Условия задания:
(A) Перепишите из исходного отрывка слово в слово часть, которая начинается словами «Я думаю, что» и заканчивается словами «получил от матери.».
(B) Извлеките из записей и воспроизведите без изменений строки начиная с той, где есть «Mark every instance of the white storage», и до конца записей включительно.

Исходный отрывок:
※ ※ ※
Я никогда не видел моего голубоглазого, рыжебородого деда, ушедшего из жизни незадолго до моего рождения. Он был, как уже сказано, ремесленник, бедняк, считался знатоком Торы и Талмуда. От него не осталось портретов, не осталось ничего. От него остался я — и через дальние годы мои полувзрослые американские внуки.
Ничего не знаю и о предках с материнской стороны, но помню мою мать, Розалию Павловну (Пинхусовну), урождённую Рубинштейн; по-видимому, семья её родителей была достаточно состоятельной, чтобы дать возможность дочери окончить Петроградскую консерваторию по классу фортепиано.
Я думаю, что во мне сказалось двойное наследство — противостояние слова и музыки.
Привязанность к Слову, к листу бумаги, к начертанию букв (я придумывал и собственные) проявилась у меня чуть ли не с раннего детства, она передалась от деда и через него — от бесконечной череды согбенных книжников, толкователей священных текстов, столбцов прямоугольных букв с локонами, похожими на пейсы. А мою любовь к музыке, жизнь в музыке я получил от матери.
Я стал волей судеб писателем, потому что Слово для меня — воплощение логики, ясности и дисциплины, и эти начала сталкиваются и сливаются с тем, что не поддаётся переводу на язык слов, — с музыкой. Проза есть царство разума, но его размывают волны музыки, как ночь размывает день. Не оттого ли вожделенная чистота и логическая упорядоченность прозы мешаются в моих писаниях с фантастикой, с искривлёнными зеркалами, с безответственным отношением к времени, с мертвящим, как взгляд василиска, неверием в благость Творца и сомнениями в разумном мироустройстве.
※ ※ ※
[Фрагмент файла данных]
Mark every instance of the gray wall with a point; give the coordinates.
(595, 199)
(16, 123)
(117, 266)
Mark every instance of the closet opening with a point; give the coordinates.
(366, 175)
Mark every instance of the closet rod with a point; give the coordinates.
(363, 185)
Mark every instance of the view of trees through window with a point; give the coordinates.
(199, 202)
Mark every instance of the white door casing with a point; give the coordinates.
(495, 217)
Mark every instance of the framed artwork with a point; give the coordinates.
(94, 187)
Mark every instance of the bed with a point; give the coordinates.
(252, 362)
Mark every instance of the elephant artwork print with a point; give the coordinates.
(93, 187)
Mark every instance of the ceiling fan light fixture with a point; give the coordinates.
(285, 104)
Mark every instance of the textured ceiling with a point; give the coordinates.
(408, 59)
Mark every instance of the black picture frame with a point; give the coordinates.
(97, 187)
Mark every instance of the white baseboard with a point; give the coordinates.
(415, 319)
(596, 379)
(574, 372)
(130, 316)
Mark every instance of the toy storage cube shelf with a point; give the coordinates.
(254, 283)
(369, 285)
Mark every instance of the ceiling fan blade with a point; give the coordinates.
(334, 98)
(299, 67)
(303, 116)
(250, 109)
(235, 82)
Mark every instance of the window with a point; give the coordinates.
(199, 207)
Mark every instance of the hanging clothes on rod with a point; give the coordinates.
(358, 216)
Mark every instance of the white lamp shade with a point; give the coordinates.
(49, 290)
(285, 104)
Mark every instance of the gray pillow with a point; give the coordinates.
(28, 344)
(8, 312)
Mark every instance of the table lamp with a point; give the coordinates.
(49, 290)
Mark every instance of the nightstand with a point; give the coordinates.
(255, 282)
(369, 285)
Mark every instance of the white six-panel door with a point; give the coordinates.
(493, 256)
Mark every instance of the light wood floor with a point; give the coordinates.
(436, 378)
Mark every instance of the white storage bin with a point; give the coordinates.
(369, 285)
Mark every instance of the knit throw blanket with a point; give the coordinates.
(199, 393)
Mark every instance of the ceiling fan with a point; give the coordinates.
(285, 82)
※ ※ ※
Готовые ответы:
(A)
Я думаю, что во мне сказалось двойное наследство — противостояние слова и музыки.
Привязанность к Слову, к листу бумаги, к начертанию букв (я придумывал и собственные) проявилась у меня чуть ли не с раннего детства, она передалась от деда и через него — от бесконечной череды согбенных книжников, толкователей священных текстов, столбцов прямоугольных букв с локонами, похожими на пейсы. А мою любовь к музыке, жизнь в музыке я получил от матери.

(B)
Mark every instance of the white storage bin with a point; give the coordinates.
(369, 285)
Mark every instance of the knit throw blanket with a point; give the coordinates.
(199, 393)
Mark every instance of the ceiling fan with a point; give the coordinates.
(285, 82)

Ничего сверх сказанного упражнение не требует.